-- Input material --
____________

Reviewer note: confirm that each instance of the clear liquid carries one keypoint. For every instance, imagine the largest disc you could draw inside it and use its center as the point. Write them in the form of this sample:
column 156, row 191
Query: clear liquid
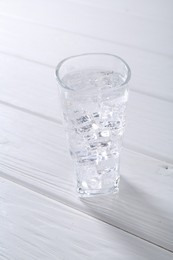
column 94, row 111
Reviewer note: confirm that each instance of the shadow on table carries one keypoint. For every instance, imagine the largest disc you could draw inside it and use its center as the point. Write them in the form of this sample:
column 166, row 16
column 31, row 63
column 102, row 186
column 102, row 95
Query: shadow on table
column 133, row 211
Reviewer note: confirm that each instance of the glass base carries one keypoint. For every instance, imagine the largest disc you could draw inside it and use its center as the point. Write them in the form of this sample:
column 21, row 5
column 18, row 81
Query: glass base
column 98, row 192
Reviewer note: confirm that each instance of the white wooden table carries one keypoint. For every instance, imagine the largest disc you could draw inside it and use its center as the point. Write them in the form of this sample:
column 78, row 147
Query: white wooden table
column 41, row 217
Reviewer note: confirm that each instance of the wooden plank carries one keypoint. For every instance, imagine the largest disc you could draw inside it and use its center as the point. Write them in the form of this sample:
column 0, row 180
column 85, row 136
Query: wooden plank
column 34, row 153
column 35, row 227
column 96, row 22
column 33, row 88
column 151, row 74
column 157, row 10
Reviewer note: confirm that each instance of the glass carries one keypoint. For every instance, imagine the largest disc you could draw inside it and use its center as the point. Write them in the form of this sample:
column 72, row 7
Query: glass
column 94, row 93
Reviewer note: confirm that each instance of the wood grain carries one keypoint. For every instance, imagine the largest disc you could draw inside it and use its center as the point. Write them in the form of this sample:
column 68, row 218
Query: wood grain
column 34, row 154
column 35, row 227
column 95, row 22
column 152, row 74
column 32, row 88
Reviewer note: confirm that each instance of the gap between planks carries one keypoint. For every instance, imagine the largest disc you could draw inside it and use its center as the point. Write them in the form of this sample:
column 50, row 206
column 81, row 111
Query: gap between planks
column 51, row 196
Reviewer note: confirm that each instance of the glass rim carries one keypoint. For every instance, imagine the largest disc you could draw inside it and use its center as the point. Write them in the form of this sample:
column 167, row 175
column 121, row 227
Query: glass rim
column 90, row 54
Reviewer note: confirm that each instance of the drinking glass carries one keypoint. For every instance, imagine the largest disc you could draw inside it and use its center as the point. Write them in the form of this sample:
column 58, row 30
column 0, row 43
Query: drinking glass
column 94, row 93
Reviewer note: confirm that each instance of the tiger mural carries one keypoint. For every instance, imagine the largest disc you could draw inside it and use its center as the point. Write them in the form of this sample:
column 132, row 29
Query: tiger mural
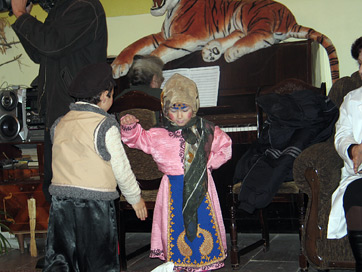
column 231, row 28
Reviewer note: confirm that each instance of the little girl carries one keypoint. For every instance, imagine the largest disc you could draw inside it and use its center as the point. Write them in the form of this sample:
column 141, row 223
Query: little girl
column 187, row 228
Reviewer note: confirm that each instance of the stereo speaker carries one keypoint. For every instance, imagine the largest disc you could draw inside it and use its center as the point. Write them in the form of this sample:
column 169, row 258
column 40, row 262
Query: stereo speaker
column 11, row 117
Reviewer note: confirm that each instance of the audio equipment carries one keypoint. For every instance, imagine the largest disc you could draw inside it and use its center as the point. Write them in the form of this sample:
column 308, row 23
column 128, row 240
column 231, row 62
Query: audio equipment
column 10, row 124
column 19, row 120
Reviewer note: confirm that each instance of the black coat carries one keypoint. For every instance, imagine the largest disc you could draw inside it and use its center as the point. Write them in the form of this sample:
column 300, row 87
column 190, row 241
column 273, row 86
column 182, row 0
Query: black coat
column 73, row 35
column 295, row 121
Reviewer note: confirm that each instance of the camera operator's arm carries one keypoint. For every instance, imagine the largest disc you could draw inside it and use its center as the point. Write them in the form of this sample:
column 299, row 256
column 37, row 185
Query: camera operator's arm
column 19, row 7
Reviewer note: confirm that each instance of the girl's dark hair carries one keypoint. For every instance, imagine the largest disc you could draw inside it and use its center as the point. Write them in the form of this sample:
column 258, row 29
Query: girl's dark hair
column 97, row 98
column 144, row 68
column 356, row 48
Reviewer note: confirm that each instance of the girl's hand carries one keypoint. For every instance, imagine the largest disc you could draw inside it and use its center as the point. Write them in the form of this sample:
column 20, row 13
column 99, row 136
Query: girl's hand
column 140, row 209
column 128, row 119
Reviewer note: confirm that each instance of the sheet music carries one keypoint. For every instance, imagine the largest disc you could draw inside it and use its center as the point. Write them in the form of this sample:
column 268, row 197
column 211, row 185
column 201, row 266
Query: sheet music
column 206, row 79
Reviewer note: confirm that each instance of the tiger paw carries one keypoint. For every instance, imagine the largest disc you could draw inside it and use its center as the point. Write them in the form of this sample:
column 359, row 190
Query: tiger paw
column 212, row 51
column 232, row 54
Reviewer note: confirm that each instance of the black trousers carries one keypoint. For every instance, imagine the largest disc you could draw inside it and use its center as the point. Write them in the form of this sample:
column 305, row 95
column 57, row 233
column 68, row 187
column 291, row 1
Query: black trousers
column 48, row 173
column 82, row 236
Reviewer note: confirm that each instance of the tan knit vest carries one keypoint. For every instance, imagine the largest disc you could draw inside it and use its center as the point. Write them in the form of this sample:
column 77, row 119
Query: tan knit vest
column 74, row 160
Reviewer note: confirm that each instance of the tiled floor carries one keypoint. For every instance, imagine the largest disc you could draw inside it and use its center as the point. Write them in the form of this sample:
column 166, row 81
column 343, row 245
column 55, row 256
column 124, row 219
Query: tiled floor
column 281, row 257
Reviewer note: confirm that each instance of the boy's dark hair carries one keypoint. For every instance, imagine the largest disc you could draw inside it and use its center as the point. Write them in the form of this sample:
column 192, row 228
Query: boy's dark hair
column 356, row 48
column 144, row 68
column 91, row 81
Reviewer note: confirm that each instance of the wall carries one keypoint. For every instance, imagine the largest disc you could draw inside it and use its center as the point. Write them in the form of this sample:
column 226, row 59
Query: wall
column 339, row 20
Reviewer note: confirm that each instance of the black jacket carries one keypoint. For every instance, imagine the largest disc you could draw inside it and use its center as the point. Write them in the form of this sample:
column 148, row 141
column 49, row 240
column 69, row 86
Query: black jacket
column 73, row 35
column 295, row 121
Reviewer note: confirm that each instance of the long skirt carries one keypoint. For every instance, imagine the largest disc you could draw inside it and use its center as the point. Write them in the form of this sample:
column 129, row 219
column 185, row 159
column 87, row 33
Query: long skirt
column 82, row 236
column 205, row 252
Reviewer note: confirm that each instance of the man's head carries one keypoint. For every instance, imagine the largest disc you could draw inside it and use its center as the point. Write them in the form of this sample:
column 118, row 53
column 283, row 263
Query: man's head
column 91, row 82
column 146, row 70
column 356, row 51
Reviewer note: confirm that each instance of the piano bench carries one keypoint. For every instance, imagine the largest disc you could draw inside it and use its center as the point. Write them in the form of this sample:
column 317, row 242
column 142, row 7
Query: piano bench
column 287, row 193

____________

-- Exercise instructions --
Look back at the data above. Transcribe exactly the lines starting at the line that contains "column 20, row 13" and ending at the line that contains "column 291, row 1".

-- Result below --
column 20, row 13
column 99, row 136
Query: girl's hand
column 140, row 209
column 128, row 119
Reviewer note: confirm that each instance of the sheet music carries one keypoint. For every instance, imagine the largest disc you could draw inside it and use its center as the point. Write them in the form of this sample:
column 268, row 197
column 211, row 185
column 201, row 266
Query: sheet music
column 206, row 79
Reviewer note: confirm that each instance of the tiger paw carries one keypoint. For every instance, imagine the largest disc you could draw inside it and use its center as the point. Write them in the form of this sample:
column 359, row 190
Query: tiger paw
column 212, row 51
column 232, row 54
Reviewer note: confirm that each instance of the black trousers carries one keypoint. For every instance, imagine the largest disc you could draw inside it and use its center as the point. Write them in the form of this sample:
column 305, row 95
column 57, row 233
column 68, row 187
column 291, row 1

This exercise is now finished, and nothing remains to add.